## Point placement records
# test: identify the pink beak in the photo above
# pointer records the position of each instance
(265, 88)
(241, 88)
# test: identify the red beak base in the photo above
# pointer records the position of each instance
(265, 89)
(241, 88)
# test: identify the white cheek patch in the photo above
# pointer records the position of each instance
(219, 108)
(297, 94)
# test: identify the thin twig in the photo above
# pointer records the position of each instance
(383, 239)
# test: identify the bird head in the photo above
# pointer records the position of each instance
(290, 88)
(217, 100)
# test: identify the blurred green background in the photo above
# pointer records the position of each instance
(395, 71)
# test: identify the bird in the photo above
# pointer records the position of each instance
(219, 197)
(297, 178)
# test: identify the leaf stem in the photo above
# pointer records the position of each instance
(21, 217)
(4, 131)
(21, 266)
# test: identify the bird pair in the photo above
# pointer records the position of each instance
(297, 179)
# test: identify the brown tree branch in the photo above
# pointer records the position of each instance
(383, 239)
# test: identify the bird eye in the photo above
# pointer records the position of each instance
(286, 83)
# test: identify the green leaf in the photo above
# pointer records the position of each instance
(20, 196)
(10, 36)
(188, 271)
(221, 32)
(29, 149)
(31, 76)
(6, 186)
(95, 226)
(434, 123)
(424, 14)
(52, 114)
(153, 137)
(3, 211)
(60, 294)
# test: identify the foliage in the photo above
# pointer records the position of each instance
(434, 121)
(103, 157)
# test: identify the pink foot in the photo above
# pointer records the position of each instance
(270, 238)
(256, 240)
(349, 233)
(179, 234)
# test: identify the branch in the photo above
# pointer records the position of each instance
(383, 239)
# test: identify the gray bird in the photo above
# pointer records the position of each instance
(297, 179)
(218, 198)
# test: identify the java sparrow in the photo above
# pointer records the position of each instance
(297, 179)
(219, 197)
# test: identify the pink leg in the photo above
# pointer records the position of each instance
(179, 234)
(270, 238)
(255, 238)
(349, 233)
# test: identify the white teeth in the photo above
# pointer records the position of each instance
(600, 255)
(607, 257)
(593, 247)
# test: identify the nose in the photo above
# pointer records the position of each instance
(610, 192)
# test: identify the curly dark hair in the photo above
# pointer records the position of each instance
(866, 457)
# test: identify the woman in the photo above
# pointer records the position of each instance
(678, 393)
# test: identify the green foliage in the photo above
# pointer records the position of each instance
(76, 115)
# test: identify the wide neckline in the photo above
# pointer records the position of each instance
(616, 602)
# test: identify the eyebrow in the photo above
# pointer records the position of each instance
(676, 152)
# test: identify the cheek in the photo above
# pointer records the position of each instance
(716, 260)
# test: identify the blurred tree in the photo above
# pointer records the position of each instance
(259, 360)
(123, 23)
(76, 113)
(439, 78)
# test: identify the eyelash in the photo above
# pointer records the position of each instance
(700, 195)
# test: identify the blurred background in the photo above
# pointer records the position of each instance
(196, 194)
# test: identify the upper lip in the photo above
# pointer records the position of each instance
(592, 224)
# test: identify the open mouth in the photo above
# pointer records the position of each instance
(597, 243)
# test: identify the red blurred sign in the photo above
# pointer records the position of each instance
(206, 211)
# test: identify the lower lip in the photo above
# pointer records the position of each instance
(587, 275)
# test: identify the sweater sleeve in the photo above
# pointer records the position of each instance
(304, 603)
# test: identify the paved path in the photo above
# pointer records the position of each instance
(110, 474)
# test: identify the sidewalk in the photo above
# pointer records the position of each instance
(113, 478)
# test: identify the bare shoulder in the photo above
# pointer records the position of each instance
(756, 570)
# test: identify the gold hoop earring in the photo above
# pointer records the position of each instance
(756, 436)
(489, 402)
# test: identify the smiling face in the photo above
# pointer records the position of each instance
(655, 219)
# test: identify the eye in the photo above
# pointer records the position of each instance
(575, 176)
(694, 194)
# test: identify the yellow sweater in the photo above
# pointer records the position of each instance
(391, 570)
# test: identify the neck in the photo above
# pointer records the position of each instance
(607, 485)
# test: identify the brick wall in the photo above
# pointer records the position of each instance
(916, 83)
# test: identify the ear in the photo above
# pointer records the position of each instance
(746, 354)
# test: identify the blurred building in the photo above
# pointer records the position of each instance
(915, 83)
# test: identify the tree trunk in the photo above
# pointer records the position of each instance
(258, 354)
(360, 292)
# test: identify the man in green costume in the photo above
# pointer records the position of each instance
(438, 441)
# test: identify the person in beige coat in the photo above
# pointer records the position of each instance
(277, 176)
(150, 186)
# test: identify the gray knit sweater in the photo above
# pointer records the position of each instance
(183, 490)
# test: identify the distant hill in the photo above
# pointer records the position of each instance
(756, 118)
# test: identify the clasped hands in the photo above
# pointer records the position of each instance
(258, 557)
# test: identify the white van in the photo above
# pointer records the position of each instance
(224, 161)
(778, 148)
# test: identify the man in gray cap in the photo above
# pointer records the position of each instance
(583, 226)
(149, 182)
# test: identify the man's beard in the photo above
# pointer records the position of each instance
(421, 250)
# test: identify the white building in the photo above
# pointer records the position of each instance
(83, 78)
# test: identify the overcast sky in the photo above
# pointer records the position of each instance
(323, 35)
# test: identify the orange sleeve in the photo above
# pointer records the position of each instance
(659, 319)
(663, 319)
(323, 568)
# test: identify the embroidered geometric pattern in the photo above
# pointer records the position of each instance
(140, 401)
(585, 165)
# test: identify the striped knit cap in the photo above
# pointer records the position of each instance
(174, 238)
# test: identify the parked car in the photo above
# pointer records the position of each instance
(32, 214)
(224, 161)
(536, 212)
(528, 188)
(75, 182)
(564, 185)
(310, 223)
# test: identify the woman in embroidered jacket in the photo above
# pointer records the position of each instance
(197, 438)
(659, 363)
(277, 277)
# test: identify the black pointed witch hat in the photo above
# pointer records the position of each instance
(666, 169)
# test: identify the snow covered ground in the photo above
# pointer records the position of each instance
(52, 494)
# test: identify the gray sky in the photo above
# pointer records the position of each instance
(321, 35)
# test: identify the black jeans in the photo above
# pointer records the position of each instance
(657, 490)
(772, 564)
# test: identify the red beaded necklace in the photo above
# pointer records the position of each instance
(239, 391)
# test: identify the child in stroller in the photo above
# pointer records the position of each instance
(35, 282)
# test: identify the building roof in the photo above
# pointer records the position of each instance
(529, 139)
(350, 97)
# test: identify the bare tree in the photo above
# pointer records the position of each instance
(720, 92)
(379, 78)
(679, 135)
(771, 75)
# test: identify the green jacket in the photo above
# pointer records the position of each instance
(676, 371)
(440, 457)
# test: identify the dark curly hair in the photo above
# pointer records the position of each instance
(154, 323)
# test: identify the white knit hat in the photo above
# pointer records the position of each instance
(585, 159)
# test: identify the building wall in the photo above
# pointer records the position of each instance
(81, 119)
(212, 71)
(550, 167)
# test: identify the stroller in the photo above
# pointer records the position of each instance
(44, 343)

## Directions
Print the listing above in full, exactly as it is.

## Task response
# test: identify the pink beak in the photo above
# pointer records the position of each instance
(265, 88)
(241, 88)
# test: identify the red beak base in the photo above
# pointer records the position of each instance
(265, 89)
(241, 88)
# test: identify the white cheek patch in the photo above
# pointer records the position of each instance
(219, 108)
(297, 94)
# test: identify the thin twig in the photo above
# pointer records the position of each instance
(383, 239)
# test: identify the bird head in the photo above
# pointer records the position of each instance
(290, 88)
(217, 100)
# test: identify the blurred green background in the photo above
# pointer records the position of each instance
(395, 71)
# test: identify the bird in the photo above
# pointer records the position of each instance
(219, 197)
(297, 178)
# test: identify the leaf stem in the photo above
# pointer records the position of each instance
(21, 217)
(4, 131)
(21, 266)
# test: identify the bird pair in the photo above
# pointer records the position of each instance
(297, 179)
# test: identify the brown tree branch in the photo above
# pointer records the position of each instance
(383, 239)
# test: identify the bird eye in the photo above
# pointer records the position of each instance
(286, 83)
# test: identify the green leaf in the photo above
# pointer records the position of each instance
(20, 196)
(10, 36)
(188, 271)
(221, 32)
(29, 149)
(31, 76)
(6, 186)
(95, 226)
(434, 123)
(424, 14)
(52, 114)
(153, 137)
(3, 211)
(60, 294)
# test: identify the foliage in the photo above
# pointer records the position of each instance
(434, 121)
(103, 157)
# test: identify the pink foot in the photo above
# pointer records the position of each instance
(270, 238)
(256, 240)
(349, 233)
(179, 234)
# test: identify the branch in the photo above
# pointer records the position of each instance
(383, 239)
# test: identify the gray bird in the photo above
# pointer records the position of each instance
(297, 179)
(218, 198)
# test: identify the java sparrow in the photo above
# pointer records the position of each instance
(297, 179)
(219, 197)
# test: identify the pink leg in the photo above
# pointer records the position of each instance
(179, 234)
(270, 238)
(255, 238)
(349, 233)
# test: identify the white teeth in the photo above
# pointer records the position of each instance
(600, 255)
(607, 257)
(593, 247)
# test: identify the nose in the photo above
# pointer records the position of each instance
(610, 192)
# test: identify the curly dark hair in the photo above
# pointer records the position of each instance
(866, 457)
# test: identify the woman in the photo above
# pointer records the position of each instance
(678, 393)
# test: identify the green foliage in the photo above
# pointer records the position of each instance
(76, 115)
# test: identify the wide neckline in the photo above
# pointer records the position of each instance
(616, 602)
# test: identify the eyebrow in the photo above
# pointer records the position of each instance
(676, 152)
# test: identify the cheek in the photo above
# pointer records the position of each instance
(716, 260)
# test: identify the blurred tree in the photo above
# pointer records the position of each instance
(259, 360)
(123, 23)
(76, 113)
(439, 78)
# test: identify the eyelash in the photo above
# pointer records the position of each instance
(700, 195)
# test: identify the blurred background in the photo above
# pointer records the position of each instance
(196, 194)
# test: identify the upper lip in the photo above
# pointer records the position of each instance
(592, 224)
# test: identify the open mouth in the photo above
# pointer records the position of each instance
(597, 243)
# test: identify the red blurred sign in the photo above
# pointer records the position of each instance
(206, 211)
# test: identify the lower lip in the photo above
# pointer records the position of each instance
(587, 275)
# test: identify the sweater sleeve in the photo above
# pointer records the position of each instance
(304, 603)
# test: identify the paved path in the photo above
# pointer records the position of each instance
(110, 474)
# test: identify the sidewalk in the photo above
# pointer records the position of each instance
(113, 478)
# test: identify the bare shoulder in the photo above
# pointer records the position of each instance
(756, 570)
# test: identify the gold hoop earring in the photo above
# pointer records the position of each instance
(756, 436)
(489, 402)
# test: identify the smiling face in the photo above
# pointer records the position of each instance
(655, 219)
# test: identify the eye in the photo above
# pointer records the position of each instance
(575, 176)
(694, 194)
# test: identify the yellow sweater in the photo above
# pointer records the position of each instance
(391, 570)
# test: identify the neck in the photo above
# pointer records the position of each instance
(607, 485)
# test: identify the brick wall in the photo above
# pointer records the position of each instance
(916, 83)
# test: identify the ear in the photo above
# pointer records the position of each instance
(746, 354)
# test: identify the blurred building in the photo above
# pointer records the position of each instance
(915, 83)
# test: identify the tree trunk in the photo above
# pointer records the position of each instance
(258, 354)
(360, 292)
# test: identify the man in green costume in the photo above
# pointer records the position of each instance
(438, 441)
# test: identify the person in beige coat in the photo above
# pointer records the position of each instance
(277, 176)
(150, 186)
# test: identify the gray knit sweater in the photo above
# pointer records the position of each instance
(183, 490)
# test: identify the distant hill in the photo above
# pointer records the position of each instance
(756, 118)
# test: identify the clasped hands in the photo above
# pointer records the position of each instance
(258, 557)
# test: identify the white van in the photo above
# pointer records the position of each instance
(224, 161)
(778, 148)
# test: identify the man in gray cap in the photo above
# pointer records the position of each instance
(583, 226)
(149, 182)
# test: identify the man's beard in the photo above
# pointer records the position of each instance
(421, 250)
# test: identify the white building in the photo above
# pointer records the position of each instance
(83, 78)
# test: identify the overcast sky in the photo above
# pointer records the position of each instance
(323, 35)
# test: identify the orange sleeve in the photo above
# pointer records the position of each instance
(659, 319)
(663, 319)
(323, 568)
# test: identify the embroidered geometric pattern in the photo above
# pointer records the position of each instance
(140, 401)
(585, 165)
# test: identify the striped knit cap in the photo above
# pointer records the position of each instance
(174, 238)
# test: identify the parked car in the photo above
# pointer records the position of each instance
(32, 214)
(224, 161)
(536, 212)
(528, 188)
(75, 182)
(564, 185)
(310, 223)
# test: identify the woman in embroidered jacket in the photo above
# pointer records the position of each instance
(197, 438)
(659, 363)
(277, 277)
# test: identify the black pointed witch hat in the photo above
# pointer records the position of each instance
(666, 169)
# test: identify the snow covered ground in the photo above
# pointer records the position of each instance
(52, 494)
# test: identify the gray sky in the photo above
# pointer records the position of each instance
(321, 35)
# test: identify the black jeans in the photo above
# pointer records the position of each instance
(657, 490)
(772, 564)
# test: identify the red beaded necklace in the photo above
# pointer records the position of each instance
(239, 391)
# test: identify the child in stroller in the photo above
# pointer records the position of each instance
(35, 282)
# test: identify the building roof in the photo above
# pointer records the position of each instance
(529, 139)
(350, 97)
# test: identify the bare tree in the photo above
# pointer records the position of each instance
(720, 92)
(379, 78)
(679, 135)
(771, 75)
# test: identify the green jacket in the photo above
# pointer records the position of each instance
(676, 371)
(440, 457)
# test: identify the dark curly hair in the photo above
# pointer records the position of each instance
(154, 323)
# test: identify the white knit hat in the photo above
# pointer records the position of each instance
(585, 159)
# test: identify the building wall in the photo above
# pointer records the position of each instance
(81, 119)
(212, 71)
(550, 167)
# test: identify the stroller in the photo above
# pointer records the position of each instance
(44, 343)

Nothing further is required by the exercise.